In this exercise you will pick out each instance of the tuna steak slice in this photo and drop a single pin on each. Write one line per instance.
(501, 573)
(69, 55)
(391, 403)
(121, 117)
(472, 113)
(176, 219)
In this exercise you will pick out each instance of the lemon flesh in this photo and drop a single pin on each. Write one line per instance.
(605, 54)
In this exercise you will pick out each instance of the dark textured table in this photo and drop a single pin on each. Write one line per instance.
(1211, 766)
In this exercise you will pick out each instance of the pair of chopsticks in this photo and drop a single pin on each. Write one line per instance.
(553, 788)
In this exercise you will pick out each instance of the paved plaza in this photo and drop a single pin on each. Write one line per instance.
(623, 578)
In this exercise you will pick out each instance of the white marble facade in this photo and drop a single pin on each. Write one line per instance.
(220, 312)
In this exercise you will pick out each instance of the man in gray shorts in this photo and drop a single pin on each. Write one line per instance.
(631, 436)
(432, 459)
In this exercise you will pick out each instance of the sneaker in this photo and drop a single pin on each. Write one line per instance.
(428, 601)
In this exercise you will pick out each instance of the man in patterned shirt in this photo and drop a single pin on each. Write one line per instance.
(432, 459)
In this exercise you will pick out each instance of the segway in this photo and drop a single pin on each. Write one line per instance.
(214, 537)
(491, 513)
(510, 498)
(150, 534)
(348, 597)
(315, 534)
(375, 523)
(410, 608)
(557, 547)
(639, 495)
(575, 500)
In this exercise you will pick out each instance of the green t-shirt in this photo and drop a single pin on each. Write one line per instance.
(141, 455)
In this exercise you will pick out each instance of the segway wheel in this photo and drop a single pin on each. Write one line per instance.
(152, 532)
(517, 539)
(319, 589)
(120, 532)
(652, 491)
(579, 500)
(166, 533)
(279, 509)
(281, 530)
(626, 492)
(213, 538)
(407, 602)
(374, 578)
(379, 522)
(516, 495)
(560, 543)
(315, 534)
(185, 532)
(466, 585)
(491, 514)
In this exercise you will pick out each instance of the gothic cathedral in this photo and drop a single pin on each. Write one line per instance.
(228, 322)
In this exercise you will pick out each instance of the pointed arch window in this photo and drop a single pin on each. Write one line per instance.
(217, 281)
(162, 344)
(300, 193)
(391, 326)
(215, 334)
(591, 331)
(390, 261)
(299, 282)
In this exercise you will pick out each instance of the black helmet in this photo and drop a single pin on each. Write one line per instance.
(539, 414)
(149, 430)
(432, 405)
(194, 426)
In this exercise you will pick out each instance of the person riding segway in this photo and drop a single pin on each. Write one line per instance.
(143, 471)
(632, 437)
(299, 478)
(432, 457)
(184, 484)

——

__Task description__
Copy out all of the material above word for word, with each line as it stands.

__Task solution__
In this exercise you will pick out each instance of the tuna steak slice in this photo and drop a single pin on each. Write one line per instance.
(501, 573)
(69, 55)
(391, 403)
(121, 117)
(472, 113)
(176, 219)
In this exercise you will pick out each instance of the lemon flesh in this photo and drop a single pin on each. Write one line per instance.
(605, 54)
In this exercise you will pick out each instance of the dark textured table in this photo and drop a single pin on each. Write one line per instance.
(1211, 766)
In this exercise you will pick out each instance of the pair of chopsticks in this photo and drop a single pin on each. Write one line per instance.
(553, 788)
In this exercise you will pick out each instance of the paved plaza in this photo and drop a single pin on each. Write one line per instance.
(623, 578)
In this exercise you will pick out each instance of the white marble facade in this photo and drop a single pin on each. Write one line per instance.
(220, 312)
In this exercise you will pick out each instance of the man in gray shorts in this photo and drop a single pin on each. Write one line per instance.
(631, 436)
(432, 459)
In this exercise you will pick out each instance of the sneaker in this photo and drop a single pin on each. Write one line per instance.
(428, 601)
In this exercise you will pick out each instance of the man in patterned shirt in this photo and drop a single pin on each. Write one line per instance.
(432, 459)
In this exercise you will pick out each instance of the segway in this photo and drop a single pin on each. Write one line per instance.
(214, 537)
(491, 513)
(510, 498)
(150, 534)
(348, 597)
(315, 534)
(375, 523)
(410, 608)
(557, 547)
(639, 495)
(575, 500)
In this exercise you will pick out each instance of the green t-shirt in this photo and drop a single pin on each. Write one line per instance.
(141, 455)
In this exercise you will pick out each instance of the segway wheel in this photo and drop a single pin on each. Write one line per instance.
(152, 532)
(517, 539)
(319, 589)
(120, 532)
(652, 491)
(579, 500)
(166, 533)
(279, 509)
(281, 530)
(626, 492)
(213, 538)
(407, 602)
(374, 578)
(379, 522)
(516, 495)
(560, 543)
(315, 534)
(185, 532)
(466, 585)
(491, 514)
In this exercise you will pick out each instance of the gothic cathedral in this photo and drop a single pin on each. Write one line per instance.
(228, 322)
In this exercise you will pick out each instance of the pointed arch window in this photo and drop a single pin on each. Write one line per instance.
(217, 281)
(162, 344)
(300, 193)
(391, 326)
(215, 334)
(591, 331)
(390, 261)
(299, 282)
In this exercise you will pick out each instance of the black helmet in this photo and drop a single pin on each. Write one line per instance.
(539, 414)
(149, 430)
(432, 405)
(194, 426)
In this exercise you will pick out each instance of the person riding segway in this photo and drop a single pin on each. Write one line per instance.
(143, 471)
(632, 437)
(299, 478)
(432, 457)
(184, 484)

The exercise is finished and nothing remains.